PROBLEM DETAILS: A word-for-word transcript of the closing lines is required: from the one with "locate the drawer" through the final line of the data.

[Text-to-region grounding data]
++++++++

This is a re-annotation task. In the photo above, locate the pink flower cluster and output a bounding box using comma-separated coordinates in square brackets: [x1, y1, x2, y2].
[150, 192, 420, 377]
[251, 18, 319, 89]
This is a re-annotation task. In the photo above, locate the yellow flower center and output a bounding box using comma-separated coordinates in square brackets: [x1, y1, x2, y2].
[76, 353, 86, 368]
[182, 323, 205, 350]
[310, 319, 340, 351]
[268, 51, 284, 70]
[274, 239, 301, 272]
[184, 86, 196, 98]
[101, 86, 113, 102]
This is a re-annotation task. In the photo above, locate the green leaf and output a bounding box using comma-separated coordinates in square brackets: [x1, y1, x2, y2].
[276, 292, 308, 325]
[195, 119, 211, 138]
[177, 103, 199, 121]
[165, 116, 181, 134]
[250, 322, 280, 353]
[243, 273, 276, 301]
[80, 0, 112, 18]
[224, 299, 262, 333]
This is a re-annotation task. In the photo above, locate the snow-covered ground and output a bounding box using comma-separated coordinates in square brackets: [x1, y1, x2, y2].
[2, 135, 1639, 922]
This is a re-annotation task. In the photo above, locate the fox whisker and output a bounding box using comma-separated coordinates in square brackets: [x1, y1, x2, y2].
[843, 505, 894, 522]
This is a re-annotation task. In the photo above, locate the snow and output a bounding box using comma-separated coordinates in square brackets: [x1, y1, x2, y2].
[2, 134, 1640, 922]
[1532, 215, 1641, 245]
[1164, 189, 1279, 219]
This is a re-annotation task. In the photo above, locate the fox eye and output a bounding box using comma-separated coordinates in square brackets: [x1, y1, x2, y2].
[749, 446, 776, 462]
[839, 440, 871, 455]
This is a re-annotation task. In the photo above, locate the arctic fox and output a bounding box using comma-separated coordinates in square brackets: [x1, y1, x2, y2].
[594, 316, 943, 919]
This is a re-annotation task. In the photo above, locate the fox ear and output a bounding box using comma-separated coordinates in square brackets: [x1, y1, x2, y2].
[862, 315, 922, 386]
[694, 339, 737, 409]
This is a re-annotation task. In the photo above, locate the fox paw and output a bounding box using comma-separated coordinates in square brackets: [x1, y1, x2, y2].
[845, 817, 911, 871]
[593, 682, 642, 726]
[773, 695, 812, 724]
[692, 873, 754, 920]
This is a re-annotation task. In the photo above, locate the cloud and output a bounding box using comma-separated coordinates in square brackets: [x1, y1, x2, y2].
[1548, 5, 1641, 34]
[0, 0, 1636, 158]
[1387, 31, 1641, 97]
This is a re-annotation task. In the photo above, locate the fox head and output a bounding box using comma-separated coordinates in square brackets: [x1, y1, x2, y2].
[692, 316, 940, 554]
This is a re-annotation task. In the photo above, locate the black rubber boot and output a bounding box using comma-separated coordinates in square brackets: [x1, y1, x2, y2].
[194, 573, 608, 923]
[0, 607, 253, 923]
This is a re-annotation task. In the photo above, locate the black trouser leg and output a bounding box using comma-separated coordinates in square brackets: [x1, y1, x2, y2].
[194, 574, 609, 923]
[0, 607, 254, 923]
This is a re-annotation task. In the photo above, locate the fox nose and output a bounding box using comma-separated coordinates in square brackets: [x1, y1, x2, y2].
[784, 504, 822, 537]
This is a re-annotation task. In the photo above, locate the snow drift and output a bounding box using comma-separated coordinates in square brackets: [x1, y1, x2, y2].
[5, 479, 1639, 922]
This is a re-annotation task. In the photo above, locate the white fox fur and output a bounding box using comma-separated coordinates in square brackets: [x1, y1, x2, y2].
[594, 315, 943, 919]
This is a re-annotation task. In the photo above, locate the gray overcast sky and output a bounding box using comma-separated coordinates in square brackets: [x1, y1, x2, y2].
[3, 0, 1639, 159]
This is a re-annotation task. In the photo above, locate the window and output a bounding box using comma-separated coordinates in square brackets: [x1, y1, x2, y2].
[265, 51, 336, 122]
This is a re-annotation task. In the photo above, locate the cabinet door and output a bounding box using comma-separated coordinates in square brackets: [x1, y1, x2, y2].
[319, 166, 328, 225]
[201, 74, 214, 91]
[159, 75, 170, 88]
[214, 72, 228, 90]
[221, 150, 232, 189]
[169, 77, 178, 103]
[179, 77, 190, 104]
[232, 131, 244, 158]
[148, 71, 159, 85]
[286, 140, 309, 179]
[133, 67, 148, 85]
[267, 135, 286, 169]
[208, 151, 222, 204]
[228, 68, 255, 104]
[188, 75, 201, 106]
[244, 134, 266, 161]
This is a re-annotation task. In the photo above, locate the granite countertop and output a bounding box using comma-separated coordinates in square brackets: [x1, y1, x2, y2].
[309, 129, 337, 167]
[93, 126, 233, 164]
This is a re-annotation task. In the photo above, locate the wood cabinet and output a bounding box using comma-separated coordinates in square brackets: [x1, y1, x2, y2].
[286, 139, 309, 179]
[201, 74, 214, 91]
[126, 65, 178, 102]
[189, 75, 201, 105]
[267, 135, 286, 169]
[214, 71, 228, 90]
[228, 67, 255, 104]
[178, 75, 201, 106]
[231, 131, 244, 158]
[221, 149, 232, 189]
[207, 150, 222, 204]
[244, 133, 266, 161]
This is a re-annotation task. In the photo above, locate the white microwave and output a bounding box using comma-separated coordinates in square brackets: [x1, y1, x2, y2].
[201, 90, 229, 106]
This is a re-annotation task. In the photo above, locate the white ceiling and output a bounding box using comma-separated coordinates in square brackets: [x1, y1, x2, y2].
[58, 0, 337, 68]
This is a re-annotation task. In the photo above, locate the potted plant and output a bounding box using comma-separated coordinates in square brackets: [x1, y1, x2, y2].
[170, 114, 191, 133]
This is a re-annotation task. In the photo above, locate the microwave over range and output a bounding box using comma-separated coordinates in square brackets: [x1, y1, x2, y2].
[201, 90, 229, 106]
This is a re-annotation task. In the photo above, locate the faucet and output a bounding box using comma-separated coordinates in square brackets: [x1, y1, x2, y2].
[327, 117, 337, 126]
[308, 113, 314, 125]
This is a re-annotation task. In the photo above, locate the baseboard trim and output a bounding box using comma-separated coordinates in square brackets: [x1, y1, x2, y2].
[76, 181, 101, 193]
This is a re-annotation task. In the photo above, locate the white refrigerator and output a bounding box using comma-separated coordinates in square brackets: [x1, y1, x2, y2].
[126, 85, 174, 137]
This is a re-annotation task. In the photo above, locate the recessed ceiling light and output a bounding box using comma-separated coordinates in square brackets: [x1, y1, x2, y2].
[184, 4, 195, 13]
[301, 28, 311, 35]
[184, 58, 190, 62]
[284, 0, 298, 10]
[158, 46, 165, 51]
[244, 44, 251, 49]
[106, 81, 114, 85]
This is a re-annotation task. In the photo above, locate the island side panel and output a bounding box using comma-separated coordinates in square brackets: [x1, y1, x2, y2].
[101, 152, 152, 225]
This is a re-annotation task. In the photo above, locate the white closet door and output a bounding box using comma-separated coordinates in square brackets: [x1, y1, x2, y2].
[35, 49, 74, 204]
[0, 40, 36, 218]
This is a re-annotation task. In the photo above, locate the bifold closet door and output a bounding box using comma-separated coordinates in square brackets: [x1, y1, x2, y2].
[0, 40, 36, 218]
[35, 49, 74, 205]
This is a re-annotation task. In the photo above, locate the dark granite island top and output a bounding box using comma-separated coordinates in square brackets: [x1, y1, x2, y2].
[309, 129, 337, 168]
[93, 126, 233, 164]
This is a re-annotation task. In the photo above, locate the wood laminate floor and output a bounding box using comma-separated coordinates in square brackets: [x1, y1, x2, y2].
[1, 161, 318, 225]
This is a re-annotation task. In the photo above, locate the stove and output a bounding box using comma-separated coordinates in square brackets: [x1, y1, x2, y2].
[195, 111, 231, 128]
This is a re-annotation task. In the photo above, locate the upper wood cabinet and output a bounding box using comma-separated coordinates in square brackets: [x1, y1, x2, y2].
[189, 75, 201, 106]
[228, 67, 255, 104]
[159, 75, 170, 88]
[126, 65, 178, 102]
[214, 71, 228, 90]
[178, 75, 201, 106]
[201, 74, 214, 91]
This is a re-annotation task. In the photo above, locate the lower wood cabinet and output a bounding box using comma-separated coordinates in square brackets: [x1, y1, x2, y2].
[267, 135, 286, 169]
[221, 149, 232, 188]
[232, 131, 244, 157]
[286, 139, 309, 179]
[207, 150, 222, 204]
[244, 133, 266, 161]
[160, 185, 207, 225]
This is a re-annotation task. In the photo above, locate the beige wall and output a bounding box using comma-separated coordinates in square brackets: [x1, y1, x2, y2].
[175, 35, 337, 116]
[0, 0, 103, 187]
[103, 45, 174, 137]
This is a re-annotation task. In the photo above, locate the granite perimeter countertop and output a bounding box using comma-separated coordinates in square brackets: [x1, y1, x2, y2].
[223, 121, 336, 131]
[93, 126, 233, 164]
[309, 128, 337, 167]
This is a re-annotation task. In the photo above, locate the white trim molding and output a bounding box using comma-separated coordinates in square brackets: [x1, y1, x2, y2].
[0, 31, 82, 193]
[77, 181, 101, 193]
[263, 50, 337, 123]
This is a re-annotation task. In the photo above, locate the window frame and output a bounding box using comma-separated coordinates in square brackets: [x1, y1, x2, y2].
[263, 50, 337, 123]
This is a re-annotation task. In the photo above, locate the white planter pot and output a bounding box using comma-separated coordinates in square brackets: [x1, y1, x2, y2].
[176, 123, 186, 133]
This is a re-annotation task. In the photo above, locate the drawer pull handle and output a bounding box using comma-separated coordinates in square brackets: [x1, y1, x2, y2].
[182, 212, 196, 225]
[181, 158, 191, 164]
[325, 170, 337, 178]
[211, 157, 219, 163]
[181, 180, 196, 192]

++++++++

REPLY:
This is a re-annotation task. In the photo above, locate the drawer pull handle and output a bounding box using comma-separated coordinates in square brackets: [x1, y1, x2, y2].
[182, 212, 196, 225]
[181, 158, 191, 164]
[325, 170, 337, 178]
[211, 157, 219, 163]
[181, 180, 196, 192]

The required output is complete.